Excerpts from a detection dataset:
──────
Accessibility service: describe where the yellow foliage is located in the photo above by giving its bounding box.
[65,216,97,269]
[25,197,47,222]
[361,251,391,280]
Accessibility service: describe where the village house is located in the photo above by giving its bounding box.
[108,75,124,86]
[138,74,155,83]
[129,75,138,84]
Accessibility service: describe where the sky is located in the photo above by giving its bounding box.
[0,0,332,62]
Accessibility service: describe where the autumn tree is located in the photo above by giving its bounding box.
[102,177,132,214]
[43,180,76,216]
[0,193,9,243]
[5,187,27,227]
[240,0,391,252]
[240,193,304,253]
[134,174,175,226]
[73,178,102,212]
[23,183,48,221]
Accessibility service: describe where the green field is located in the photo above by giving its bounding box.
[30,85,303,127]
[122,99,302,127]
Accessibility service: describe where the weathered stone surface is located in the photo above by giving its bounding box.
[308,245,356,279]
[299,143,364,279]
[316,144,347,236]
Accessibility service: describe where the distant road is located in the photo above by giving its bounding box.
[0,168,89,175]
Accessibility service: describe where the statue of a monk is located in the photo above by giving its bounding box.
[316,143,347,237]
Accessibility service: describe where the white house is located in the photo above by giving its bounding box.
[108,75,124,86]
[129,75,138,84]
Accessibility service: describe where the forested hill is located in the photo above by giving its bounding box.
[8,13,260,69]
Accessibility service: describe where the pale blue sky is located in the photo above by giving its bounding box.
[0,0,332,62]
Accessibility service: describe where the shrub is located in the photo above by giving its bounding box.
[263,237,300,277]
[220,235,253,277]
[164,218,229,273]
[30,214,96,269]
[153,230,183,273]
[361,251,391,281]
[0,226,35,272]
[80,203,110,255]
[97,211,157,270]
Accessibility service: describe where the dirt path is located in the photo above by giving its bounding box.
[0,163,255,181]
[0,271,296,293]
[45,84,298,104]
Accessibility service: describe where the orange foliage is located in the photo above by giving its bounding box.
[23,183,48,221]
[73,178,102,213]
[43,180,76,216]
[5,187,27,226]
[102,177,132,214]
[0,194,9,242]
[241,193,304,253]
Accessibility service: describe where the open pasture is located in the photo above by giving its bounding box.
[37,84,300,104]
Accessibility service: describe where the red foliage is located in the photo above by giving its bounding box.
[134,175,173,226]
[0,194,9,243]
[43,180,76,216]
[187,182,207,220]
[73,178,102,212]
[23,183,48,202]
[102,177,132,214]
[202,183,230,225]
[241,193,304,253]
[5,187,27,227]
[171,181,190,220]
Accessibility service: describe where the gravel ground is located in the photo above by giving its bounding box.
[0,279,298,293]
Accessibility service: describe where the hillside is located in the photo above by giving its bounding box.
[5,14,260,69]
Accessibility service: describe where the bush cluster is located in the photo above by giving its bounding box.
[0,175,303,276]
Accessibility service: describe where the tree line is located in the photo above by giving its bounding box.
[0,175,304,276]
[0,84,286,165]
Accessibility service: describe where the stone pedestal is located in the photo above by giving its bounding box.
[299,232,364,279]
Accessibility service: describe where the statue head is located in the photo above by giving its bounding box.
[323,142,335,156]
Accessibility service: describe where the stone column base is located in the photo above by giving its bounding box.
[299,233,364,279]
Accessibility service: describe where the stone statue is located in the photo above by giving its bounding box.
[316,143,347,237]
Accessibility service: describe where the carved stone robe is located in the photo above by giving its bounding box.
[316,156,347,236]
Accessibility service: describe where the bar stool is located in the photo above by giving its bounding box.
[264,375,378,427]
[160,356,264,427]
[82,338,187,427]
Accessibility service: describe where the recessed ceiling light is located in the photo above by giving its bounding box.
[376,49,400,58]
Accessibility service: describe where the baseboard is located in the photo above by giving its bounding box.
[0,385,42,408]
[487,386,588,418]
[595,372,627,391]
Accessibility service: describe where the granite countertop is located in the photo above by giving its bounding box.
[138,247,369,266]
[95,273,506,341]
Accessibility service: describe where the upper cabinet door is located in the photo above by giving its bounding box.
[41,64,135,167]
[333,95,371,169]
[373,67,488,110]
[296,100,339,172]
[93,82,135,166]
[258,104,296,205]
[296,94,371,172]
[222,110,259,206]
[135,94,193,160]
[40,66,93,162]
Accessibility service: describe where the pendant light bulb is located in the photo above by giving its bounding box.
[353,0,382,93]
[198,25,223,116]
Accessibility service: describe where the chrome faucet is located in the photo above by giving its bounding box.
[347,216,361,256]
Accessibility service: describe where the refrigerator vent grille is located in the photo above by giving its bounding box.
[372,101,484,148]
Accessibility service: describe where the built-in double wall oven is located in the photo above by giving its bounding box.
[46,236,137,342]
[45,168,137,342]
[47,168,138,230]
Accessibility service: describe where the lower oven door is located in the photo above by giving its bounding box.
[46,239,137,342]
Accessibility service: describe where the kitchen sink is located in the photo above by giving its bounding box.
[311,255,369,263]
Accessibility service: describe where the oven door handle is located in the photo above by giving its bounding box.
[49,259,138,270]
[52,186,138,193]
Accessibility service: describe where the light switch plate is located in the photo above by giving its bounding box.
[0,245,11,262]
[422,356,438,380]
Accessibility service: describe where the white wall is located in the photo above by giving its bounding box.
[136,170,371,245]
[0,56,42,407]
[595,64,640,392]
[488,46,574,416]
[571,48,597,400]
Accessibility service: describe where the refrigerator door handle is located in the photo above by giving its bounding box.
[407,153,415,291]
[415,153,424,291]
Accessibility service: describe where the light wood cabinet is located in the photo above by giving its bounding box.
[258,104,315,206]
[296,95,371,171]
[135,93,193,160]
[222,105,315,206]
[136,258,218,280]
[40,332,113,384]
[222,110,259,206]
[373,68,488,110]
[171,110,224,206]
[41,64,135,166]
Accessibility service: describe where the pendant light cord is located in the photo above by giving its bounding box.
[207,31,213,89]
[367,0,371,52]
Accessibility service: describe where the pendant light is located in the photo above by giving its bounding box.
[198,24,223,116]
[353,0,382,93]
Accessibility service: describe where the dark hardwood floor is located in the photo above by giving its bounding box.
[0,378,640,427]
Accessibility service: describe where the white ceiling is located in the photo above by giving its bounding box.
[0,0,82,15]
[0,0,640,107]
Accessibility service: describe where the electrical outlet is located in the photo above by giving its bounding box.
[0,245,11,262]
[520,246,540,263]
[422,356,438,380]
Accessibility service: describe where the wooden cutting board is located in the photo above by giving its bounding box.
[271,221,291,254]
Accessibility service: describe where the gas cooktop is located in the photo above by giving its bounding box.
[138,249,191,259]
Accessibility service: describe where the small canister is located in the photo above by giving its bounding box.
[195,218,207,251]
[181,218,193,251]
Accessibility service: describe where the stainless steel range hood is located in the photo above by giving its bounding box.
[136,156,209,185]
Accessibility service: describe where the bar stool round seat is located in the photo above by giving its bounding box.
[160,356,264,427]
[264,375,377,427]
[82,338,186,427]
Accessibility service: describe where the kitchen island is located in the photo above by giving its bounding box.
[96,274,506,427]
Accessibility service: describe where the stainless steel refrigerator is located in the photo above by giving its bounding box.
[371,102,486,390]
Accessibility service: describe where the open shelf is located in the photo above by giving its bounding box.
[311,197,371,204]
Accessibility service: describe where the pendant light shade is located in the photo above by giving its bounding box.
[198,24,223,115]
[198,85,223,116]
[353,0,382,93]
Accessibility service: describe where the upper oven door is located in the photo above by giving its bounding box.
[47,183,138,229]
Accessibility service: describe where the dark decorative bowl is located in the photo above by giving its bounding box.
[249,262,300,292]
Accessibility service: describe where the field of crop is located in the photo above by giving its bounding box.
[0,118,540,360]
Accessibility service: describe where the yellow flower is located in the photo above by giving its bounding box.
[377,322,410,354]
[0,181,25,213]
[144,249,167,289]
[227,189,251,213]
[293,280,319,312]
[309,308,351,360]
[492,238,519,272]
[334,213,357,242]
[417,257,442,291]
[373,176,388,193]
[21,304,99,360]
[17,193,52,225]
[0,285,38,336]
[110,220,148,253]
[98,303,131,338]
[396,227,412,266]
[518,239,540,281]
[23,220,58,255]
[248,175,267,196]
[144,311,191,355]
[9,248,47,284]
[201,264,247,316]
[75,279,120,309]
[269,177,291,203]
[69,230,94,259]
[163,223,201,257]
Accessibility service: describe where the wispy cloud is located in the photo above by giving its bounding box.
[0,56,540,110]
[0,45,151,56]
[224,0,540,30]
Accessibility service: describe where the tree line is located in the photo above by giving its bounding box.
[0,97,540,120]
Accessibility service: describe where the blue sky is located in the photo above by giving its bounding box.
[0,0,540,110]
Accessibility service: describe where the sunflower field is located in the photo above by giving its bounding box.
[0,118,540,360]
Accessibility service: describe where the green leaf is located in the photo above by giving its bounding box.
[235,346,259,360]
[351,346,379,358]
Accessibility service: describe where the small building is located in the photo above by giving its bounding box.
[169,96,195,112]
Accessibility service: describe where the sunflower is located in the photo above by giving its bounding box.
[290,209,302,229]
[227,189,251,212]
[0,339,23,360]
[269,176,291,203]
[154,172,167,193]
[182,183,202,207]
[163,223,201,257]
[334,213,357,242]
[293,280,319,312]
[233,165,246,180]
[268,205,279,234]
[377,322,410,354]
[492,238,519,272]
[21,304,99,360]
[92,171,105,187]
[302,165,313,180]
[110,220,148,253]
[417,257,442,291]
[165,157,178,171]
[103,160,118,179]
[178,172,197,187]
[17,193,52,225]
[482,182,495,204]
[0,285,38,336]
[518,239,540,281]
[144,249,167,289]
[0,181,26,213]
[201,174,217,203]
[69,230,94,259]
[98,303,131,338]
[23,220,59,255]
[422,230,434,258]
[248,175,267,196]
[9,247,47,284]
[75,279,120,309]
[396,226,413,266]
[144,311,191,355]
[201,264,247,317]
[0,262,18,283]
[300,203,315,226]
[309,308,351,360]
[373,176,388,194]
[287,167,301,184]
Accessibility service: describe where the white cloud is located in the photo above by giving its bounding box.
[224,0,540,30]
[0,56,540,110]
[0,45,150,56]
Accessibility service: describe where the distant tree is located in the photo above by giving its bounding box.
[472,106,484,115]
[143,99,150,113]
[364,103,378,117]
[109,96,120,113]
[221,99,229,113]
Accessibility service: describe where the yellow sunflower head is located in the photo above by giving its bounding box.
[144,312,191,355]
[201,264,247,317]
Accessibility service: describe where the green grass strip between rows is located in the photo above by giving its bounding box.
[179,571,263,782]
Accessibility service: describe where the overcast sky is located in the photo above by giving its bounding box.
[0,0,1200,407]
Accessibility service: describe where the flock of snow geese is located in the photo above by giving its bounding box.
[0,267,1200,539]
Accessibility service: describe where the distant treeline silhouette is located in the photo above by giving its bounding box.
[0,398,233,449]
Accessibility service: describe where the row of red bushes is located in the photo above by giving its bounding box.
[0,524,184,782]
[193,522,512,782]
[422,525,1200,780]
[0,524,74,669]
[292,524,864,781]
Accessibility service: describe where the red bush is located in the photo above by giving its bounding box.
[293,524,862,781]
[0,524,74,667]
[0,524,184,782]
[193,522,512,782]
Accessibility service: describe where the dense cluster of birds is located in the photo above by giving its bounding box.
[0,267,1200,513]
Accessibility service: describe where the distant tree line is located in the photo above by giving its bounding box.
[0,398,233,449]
──────
* **Instructions to follow**
Switch "small building" to "low structure" in the lines from the one containing "Accessibility service: describe where the small building" up to and including the one containing "[169,96,195,112]", keeping everything else unchanged. Return only those lines.

* **Exercise output**
Accessibility service: describe where the low structure is located in the photo above by giving its bounding box.
[169,96,195,112]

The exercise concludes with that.